* [Exercise details] Extract every line of the data that contains the word "water".

* [Rows]
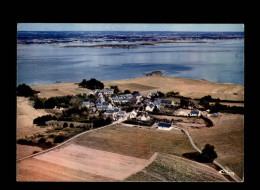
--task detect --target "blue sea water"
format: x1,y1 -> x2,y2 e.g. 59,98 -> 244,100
17,33 -> 244,85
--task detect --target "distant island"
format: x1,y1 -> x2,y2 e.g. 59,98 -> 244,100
145,71 -> 163,76
62,42 -> 155,48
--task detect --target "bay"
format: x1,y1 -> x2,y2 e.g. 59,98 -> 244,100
17,40 -> 244,85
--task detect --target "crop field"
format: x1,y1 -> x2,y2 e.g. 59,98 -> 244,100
17,125 -> 197,181
18,143 -> 157,181
125,153 -> 227,182
179,113 -> 244,178
73,125 -> 195,159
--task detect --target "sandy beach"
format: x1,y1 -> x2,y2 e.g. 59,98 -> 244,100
31,75 -> 244,101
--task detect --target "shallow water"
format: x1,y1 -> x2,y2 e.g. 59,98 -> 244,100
17,40 -> 244,85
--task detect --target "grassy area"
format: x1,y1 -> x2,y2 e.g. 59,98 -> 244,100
125,153 -> 227,182
181,113 -> 244,178
73,125 -> 194,159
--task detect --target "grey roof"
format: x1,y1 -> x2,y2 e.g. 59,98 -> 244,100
105,110 -> 114,113
190,110 -> 199,115
161,99 -> 172,104
82,101 -> 90,106
149,104 -> 154,108
158,123 -> 171,128
119,111 -> 125,114
102,102 -> 109,106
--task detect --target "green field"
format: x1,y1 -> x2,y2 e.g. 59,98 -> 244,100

* [Answer to this task]
--task detect --target "blue sea water"
--task detect --target "shallow water"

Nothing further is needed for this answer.